Reproduce the material starting at the line that contains "Expected: one point per instance of the sky, reported" and ending at the end of the material, swapping "cloud bank" for "cloud layer" and leaving everything else unchanged.
◆ ◆ ◆ ◆ ◆
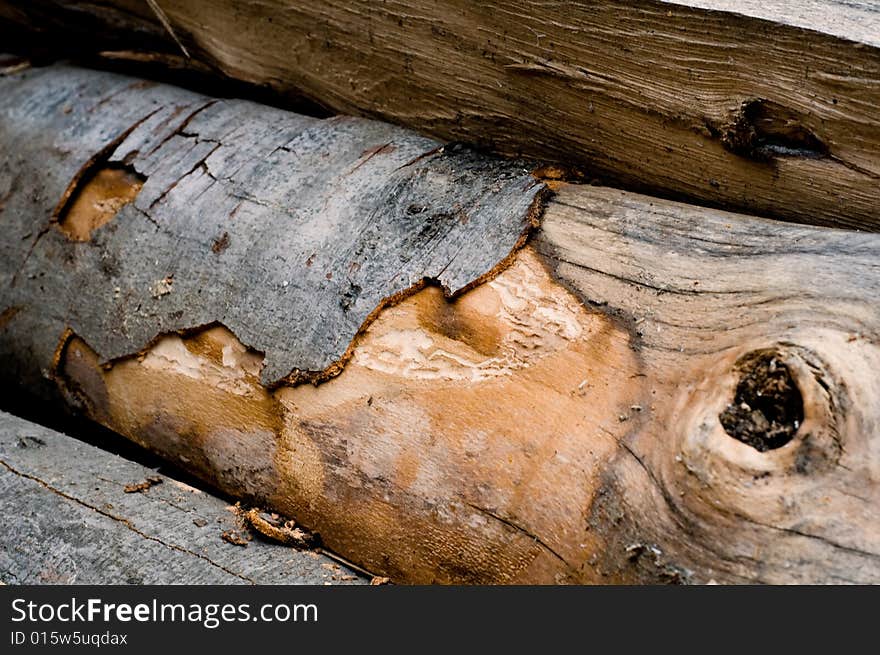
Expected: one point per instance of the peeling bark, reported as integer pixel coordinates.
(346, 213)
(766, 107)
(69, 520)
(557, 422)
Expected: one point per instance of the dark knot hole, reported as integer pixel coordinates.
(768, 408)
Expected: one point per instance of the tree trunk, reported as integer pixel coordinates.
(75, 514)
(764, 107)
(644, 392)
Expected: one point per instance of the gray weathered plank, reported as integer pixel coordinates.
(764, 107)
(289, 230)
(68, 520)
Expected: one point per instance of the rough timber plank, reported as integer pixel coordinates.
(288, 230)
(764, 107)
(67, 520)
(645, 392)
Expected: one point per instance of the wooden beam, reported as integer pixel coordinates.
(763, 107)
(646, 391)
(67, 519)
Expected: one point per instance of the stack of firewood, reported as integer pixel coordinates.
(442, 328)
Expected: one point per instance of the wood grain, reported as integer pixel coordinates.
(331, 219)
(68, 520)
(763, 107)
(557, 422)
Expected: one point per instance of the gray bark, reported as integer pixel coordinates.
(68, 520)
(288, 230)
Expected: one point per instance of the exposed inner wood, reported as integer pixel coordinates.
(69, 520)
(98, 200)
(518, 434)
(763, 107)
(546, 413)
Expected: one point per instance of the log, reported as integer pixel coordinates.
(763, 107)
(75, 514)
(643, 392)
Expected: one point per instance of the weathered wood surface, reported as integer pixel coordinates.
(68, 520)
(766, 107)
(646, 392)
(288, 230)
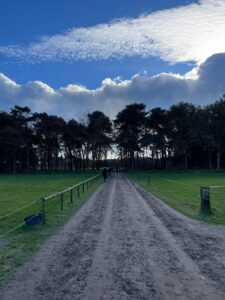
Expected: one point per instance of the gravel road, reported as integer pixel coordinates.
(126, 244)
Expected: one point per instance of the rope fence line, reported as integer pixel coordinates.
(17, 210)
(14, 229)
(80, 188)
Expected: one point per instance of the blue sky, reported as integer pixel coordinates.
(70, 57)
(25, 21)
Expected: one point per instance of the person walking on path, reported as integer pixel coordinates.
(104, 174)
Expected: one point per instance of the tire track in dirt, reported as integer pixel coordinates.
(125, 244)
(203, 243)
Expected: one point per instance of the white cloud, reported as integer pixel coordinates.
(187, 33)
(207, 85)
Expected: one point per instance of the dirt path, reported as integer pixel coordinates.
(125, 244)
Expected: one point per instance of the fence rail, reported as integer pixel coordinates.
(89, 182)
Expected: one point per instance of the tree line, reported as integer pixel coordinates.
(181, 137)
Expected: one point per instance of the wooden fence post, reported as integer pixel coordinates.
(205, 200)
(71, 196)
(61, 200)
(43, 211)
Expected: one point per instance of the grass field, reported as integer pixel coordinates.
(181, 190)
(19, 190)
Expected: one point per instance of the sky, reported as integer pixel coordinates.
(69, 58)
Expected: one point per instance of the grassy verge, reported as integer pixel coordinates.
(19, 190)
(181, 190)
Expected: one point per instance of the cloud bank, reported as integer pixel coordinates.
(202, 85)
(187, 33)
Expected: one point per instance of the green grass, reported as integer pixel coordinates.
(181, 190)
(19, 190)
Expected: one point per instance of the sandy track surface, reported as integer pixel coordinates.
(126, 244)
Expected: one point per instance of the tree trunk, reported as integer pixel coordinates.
◆ ◆ ◆ ◆ ◆
Response for this exercise:
Expected: one point per instance of the sky, reported as integer pixel coordinates.
(69, 58)
Expected: one point per instance of the grassy verge, reported as integer pixel coordinates.
(19, 190)
(181, 190)
Expected: one point per instance of the cloud layer, reported as integer pixel coordinates.
(202, 85)
(187, 33)
Expected: one point per instance of the green grass, reported as integer pixel coordinates.
(181, 190)
(19, 190)
Expected: one point per instance of the sandy track surface, reported as integer pixel coordinates.
(126, 244)
Expected: one point per instance of the tree trunk, reported as integer pixel coordinates.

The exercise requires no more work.